3. Não incluir na despesa pública a despesa com segurança social só seria certo se o nosso sistema fosse de capitalização. Mas, infelizmente, não é. O nosso sistema é de solidariedade: são os actuais trabalhadores que pagam as reformas de quem está reformado, como foram estes a pagar as reformas de quem os antecedeu. E, nas falhas, intervém o Estado. É por isso que os mais novos, a tudo continuar assim, só podem ter uma leve suspeita de que receberão alguma coisa que se veja quando chegar a vez deles. Iníquo? Claro que é. Mas é no que dá uma "solidariedade" demagógica ou mal entendida.
4. Mudando de assunto, vamos à desorçamentação.
Claro que aquilo que é desorçamentado, fica escondido. Só não escapa à dívida pública. Por isso, e quase todos os anos, o acréscimo da dívida é muito superior ao défice e não é explicado pelo investimento em activos financeiros, investimento que não conta para o défice.

- - - -

**INSTRUÇÕES DE TRABALHO**
**a)** Segundo o texto sobre a despesa pública, quem paga as reformas de quem está reformado?
**b)** Prossiga o texto sobre a despesa pública a partir da última frase.

- - - -

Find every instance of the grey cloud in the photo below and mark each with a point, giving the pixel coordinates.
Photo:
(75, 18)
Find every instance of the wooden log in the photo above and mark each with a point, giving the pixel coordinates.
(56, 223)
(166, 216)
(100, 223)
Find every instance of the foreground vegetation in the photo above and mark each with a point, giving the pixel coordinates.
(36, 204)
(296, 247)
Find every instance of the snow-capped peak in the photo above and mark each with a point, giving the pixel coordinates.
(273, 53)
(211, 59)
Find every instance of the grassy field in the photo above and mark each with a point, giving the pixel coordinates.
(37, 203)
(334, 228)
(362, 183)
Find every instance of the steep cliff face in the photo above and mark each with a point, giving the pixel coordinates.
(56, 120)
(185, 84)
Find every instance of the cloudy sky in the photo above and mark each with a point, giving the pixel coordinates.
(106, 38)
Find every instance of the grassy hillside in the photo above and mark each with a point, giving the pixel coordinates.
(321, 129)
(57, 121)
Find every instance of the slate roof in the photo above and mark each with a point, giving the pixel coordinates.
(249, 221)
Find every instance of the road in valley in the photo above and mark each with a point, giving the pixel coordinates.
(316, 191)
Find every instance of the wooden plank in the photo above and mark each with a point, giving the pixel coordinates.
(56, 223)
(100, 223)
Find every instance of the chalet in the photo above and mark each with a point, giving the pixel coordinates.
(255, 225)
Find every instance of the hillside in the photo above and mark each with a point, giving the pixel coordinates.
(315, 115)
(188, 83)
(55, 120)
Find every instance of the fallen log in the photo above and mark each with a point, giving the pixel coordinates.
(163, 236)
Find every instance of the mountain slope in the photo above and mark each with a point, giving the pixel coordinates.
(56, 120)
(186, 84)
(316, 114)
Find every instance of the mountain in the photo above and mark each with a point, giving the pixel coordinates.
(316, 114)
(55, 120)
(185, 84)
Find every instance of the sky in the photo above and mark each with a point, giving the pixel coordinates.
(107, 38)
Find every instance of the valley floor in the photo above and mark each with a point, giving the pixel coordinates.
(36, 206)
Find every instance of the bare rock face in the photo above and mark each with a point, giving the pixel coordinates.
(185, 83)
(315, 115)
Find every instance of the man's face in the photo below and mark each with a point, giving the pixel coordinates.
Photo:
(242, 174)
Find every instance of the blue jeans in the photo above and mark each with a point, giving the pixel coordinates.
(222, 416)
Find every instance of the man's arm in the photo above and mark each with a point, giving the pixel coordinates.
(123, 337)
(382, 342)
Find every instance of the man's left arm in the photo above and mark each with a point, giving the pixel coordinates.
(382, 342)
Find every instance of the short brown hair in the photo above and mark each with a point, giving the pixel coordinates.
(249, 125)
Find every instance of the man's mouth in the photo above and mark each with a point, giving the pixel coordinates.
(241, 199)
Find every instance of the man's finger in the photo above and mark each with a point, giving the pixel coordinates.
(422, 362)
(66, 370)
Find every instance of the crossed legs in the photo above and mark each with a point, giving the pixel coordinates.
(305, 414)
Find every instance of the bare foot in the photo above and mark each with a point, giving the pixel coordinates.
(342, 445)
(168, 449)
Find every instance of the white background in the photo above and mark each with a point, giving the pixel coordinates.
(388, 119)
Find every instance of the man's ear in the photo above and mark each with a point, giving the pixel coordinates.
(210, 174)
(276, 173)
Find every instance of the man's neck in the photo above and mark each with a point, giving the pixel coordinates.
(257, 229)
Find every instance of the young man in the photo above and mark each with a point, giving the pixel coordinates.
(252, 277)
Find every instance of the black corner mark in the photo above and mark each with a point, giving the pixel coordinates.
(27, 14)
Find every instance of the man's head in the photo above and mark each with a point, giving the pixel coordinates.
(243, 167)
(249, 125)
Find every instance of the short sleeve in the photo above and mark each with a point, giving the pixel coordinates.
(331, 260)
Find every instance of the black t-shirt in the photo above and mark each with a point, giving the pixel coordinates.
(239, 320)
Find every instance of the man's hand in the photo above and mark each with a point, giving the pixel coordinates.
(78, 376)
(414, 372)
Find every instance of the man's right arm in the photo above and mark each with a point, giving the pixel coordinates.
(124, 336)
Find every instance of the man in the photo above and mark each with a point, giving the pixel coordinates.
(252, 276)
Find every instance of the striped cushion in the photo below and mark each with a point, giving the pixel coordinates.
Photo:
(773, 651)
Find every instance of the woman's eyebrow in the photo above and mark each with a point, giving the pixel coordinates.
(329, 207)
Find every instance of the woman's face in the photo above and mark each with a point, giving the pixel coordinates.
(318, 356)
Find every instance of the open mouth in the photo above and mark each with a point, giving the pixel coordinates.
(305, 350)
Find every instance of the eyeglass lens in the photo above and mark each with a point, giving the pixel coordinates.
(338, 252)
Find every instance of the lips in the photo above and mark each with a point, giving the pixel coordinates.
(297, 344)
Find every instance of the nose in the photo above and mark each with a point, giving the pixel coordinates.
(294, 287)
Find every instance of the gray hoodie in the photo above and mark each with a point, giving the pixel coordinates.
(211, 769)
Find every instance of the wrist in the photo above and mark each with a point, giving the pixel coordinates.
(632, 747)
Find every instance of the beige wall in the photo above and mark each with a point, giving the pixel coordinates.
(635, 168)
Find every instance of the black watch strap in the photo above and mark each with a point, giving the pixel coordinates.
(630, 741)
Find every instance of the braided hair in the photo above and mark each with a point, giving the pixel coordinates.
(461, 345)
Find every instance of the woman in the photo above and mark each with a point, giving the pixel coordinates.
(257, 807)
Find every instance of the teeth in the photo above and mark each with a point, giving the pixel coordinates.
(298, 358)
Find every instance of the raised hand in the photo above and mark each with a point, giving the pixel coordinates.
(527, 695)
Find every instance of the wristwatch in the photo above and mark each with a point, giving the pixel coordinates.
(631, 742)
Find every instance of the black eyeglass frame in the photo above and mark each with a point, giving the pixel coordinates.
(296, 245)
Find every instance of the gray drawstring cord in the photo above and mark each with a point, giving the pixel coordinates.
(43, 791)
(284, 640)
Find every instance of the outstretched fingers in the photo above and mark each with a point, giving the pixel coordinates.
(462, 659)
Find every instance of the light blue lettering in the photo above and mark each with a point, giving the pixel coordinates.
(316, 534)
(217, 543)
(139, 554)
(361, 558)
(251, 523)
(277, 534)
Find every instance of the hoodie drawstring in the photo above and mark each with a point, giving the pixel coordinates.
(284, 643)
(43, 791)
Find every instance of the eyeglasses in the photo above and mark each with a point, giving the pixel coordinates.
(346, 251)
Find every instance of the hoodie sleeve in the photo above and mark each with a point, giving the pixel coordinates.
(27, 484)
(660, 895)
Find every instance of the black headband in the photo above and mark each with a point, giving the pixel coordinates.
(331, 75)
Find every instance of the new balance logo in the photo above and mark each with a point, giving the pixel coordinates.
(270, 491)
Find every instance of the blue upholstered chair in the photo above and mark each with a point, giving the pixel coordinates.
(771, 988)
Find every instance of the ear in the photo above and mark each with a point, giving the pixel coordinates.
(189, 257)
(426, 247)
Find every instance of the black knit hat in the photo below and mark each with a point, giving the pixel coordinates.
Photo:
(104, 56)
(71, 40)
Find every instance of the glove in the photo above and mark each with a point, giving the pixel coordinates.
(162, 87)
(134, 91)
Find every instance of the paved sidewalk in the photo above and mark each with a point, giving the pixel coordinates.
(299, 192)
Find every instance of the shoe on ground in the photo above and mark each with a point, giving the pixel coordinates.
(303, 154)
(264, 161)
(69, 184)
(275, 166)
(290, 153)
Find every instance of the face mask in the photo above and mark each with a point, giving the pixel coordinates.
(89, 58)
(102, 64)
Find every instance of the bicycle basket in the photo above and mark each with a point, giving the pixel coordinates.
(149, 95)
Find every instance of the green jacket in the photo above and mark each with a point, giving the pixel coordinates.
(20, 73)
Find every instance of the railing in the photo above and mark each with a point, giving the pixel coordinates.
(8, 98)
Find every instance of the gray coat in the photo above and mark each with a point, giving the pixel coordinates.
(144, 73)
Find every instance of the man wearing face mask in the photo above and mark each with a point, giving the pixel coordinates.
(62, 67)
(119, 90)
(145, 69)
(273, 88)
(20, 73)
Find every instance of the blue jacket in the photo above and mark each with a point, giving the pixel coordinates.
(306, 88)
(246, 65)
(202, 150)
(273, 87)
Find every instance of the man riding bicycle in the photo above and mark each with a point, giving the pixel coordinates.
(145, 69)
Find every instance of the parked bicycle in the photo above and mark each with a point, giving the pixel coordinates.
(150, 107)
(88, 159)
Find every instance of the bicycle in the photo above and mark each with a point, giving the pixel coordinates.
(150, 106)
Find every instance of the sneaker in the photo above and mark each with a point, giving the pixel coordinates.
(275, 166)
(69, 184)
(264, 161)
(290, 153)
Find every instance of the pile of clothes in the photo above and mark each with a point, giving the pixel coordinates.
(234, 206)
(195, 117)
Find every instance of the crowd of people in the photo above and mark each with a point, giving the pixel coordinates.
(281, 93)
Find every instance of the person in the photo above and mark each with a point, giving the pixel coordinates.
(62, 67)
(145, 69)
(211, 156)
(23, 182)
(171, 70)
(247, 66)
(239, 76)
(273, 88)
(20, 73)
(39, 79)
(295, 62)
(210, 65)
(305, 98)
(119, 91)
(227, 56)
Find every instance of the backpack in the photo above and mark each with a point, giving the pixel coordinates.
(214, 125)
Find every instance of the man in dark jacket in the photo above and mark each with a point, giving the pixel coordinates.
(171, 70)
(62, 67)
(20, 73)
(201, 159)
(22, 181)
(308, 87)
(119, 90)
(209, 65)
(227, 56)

- - - -

**RESPOSTAS DADAS**
**a)** Os actuais trabalhadores.

**b)**
Mas desorçamentação não acontece só na Madeira. Também lá há, mas é uma gota de água em relação à desorçamentação, por exemplo, do governo de Sócrates. Os pareceres do Tribunal cde Contas sobre a Conta Geral do estado são bem elucidativos. Vai lá ver e ficas a saber.
5. De qualquer forma, foi uma boa discussão.

rui fonseca said...

Caro António,

Uma coisa são os conceitos usados pelas entidades que referes, outra a análise isenta que devemos fazer deles. Se queremos concluir alguma coisa consistente. Já te referi um exemplo de um conceito obtuso usado e aceite por alguns orgãos internacionais: o de considerar um proveito sem considerar os encargos que lhe estão inerentes.
Mas há muitos mais. Uma análise isenta de habilidades contabilísticas não pode senão concluir que é uma prática errada à luz do abc das regras da contabilidade e do mais elementar senso comum. Portanto, quanto a critérios destes, estamos falados.

Não concordo e já expliquei porquê o pagamento de pensões da segurança social não são despesa pública porque não pagos por impostos. Independentemente da segurança social ser de capitalização ou de pay as you go.
Imagina que a mesma tarefa era desempenhada por uma seguradora privada, adoptando o mesmo procedimento. Os pagamentos efectuados eram despesa da seguradora e as contribuições recebidas receitas? Evidentemente, não. O negócio da seguradora, nesse caso, era a cobrança de uma comissão (receita) e o pagamento dos seus custos de gestão (despesa).

Quanto à desorçamentação, citei a Madeira mas disse, "por exemplo".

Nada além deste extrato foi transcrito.